___ Input records ___

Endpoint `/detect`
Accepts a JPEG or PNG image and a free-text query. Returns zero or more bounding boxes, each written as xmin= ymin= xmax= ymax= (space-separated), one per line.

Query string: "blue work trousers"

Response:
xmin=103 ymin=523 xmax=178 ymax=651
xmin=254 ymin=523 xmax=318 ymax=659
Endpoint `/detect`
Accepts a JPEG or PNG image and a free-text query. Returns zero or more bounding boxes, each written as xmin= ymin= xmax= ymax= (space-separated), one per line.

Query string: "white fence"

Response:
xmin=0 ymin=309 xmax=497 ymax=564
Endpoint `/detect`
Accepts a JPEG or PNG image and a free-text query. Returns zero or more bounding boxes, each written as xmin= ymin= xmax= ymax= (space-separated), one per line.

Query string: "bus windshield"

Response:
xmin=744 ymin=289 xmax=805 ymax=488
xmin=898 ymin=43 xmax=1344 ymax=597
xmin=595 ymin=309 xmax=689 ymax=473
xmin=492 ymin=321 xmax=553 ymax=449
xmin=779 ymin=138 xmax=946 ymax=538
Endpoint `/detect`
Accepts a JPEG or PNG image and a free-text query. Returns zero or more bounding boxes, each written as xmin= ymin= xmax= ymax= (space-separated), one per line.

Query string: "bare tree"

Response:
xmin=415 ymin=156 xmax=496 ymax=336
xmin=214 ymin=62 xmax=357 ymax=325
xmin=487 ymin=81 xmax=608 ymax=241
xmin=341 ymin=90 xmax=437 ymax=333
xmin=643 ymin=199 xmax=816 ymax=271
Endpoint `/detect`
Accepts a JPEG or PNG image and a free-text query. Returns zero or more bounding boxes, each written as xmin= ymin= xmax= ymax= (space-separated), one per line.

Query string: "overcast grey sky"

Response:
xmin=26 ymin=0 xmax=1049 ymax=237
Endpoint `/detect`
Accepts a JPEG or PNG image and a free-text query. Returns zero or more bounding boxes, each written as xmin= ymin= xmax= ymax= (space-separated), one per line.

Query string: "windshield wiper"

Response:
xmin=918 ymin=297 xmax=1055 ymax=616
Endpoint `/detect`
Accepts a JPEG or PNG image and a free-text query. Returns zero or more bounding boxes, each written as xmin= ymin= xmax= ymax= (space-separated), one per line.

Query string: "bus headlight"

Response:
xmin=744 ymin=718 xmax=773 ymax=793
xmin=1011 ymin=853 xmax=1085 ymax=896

___

Task description
Select every line in the entries above that contains the word "windshield", and copy those lines.

Result of this task
Query string: "bus windshield"
Query string: "windshield wiper"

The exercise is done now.